_DOCUMENT PASSAGE:_
Agriculture Division, Statistics Canada
Abstract: In recent censuses, the Canadian Census of Agriculture has adopted new technologies in data collection and processing. While these technological innovations have made collecting and processing the agricultural census faster and have provided many tools to ensure data quality, they carry a price. The push to more cost-effective collection methodologies has coincided with increased demands for privacy and confidentiality; in combination, the two have decreased the quantity and quality of personal contact with respondents.
Each five-year census presents new challenges in ensuring that the agriculture census addresses the important issues of a very rapidly changing agriculture industry. The collection process, although still largely paper-based, has incorporated Internet and computer-assisted telephone interviewing, limiting opportunities for ad hoc feedback and face-to-face contact. This paper presents the issues and solutions for balancing respondents’ privacy and confidentiality, and the growing adoption of more impersonal and fragmented data collection options.


  1. Introduction to the Census of Agriculture

The Census of Agriculture is a comprehensive stock-taking of Canada’s agricultural industry every five years. The five-year cycle allows us to track the evolution of farms and the ways they are adapting in order to stay profitable. It also allows for the timely identification of trends in a rapidly changing industry, while the small area data provide the flexibility and precision that make this possible.

The Census of Agriculture retains a strong time series on core questions while maintaining some flexibility for adding and revising questions that reflect current issues in the industry. The census collects data on farm operators, crops, livestock, land management practices, farm finances, machinery, and computer use. The last census in 2001 counted approximately 247,000 farms, 167 million acres of total farmland,

101 million acres in crops, 15.5 million cattle, 14 million pigs, and 126 million hens and chickens.

_TASKS FOR THIS EXERCISE:_
1/ Answer these about the Census of Agriculture excerpt:
(a) How often is the Census of Agriculture carried out?
(b) Besides paper, which two collection methods has the collection process incorporated?
(c) About how many farms did the 2001 census count?
2/ Extend the Census of Agriculture excerpt, picking up right after its last sentence.
The listing is not needed for any of this work.

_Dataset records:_
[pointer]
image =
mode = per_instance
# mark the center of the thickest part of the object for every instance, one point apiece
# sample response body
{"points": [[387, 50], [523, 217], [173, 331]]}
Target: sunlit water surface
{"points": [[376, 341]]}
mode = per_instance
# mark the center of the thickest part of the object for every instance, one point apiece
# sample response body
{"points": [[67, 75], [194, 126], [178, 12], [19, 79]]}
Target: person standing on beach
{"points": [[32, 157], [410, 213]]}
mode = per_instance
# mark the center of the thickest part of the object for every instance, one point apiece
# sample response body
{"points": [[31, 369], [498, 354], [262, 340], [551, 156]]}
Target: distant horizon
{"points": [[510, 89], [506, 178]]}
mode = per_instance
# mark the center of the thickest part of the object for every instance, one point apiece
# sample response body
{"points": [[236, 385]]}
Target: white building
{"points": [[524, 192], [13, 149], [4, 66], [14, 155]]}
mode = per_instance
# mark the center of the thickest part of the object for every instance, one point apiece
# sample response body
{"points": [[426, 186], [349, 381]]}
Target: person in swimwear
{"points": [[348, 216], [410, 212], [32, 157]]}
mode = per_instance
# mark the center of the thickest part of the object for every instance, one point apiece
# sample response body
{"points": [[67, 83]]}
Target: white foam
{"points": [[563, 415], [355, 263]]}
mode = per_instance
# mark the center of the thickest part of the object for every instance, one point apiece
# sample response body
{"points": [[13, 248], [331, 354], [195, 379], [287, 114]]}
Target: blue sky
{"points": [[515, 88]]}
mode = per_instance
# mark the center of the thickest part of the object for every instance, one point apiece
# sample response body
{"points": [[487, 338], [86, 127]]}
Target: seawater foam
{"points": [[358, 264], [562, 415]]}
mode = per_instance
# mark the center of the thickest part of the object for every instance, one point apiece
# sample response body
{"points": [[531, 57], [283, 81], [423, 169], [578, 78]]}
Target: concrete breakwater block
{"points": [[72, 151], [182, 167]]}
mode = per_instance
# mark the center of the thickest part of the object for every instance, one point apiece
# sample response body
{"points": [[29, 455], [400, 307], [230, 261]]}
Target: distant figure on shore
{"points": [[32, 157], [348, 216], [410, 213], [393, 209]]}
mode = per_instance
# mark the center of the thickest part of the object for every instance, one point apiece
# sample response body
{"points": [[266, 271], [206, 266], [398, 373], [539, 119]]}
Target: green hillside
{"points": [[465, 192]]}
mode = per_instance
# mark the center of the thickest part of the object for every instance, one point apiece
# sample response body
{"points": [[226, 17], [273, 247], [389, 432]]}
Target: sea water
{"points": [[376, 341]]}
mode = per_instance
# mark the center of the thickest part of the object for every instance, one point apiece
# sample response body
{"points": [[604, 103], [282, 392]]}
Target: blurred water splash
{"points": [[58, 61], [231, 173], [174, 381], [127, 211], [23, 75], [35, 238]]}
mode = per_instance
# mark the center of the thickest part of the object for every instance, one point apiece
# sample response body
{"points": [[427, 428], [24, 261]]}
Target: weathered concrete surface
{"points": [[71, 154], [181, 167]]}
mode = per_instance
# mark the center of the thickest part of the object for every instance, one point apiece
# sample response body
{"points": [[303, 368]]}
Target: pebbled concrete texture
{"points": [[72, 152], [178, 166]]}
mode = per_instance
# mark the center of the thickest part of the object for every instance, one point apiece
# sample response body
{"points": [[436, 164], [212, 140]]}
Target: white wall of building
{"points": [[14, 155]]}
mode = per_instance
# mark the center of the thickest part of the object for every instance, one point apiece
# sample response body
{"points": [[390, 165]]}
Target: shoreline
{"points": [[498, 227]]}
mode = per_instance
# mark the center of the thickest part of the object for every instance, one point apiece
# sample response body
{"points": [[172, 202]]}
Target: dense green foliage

_ANSWERS FOR THE EXERCISE:_
1/
(a) Every five years.
(b) Internet and computer-assisted telephone interviewing.
(c) Approximately 247,000 farms.

2/
For the past 50 years the Census of Agriculture and Census of Population have conducted a joint data collection operation. Since the majority of agricultural operations are household-based, they can be effectively and accurately enumerated using the same methodology. Preparations are well underway for the next census in May of 2006, which will continue this tradition. The joint collection also facilitates a link between the agriculture and population databases that provides a detailed socio-economic profile of the farm population.
This paper focuses on the changes in census collection methodology and coverage erosion that have compelled the Census of Agriculture to find additional avenues for collection as well as new strategies to enhance that collection. The role that technology plays, the third component in this balancing act, is discussed at the end of the paper.
The paper is divided into five sections: this section has set the background, while the second explains the joint census collection process and describes the changes for 2006. Section 3 explains past changes to collection procedures for the Census of Agriculture and the impact of those for 2006. Section 4 describes the various strategies that will be put in place to compensate for coverage erosion and looks at the role technology plays. The fifth section offers concluding comments.
2. The joint collection process for agriculture and population

Understanding the census collection process used in the past and the extent of the changes coming in 2006 is critical to explaining some of the challenges the Census of Agriculture is facing.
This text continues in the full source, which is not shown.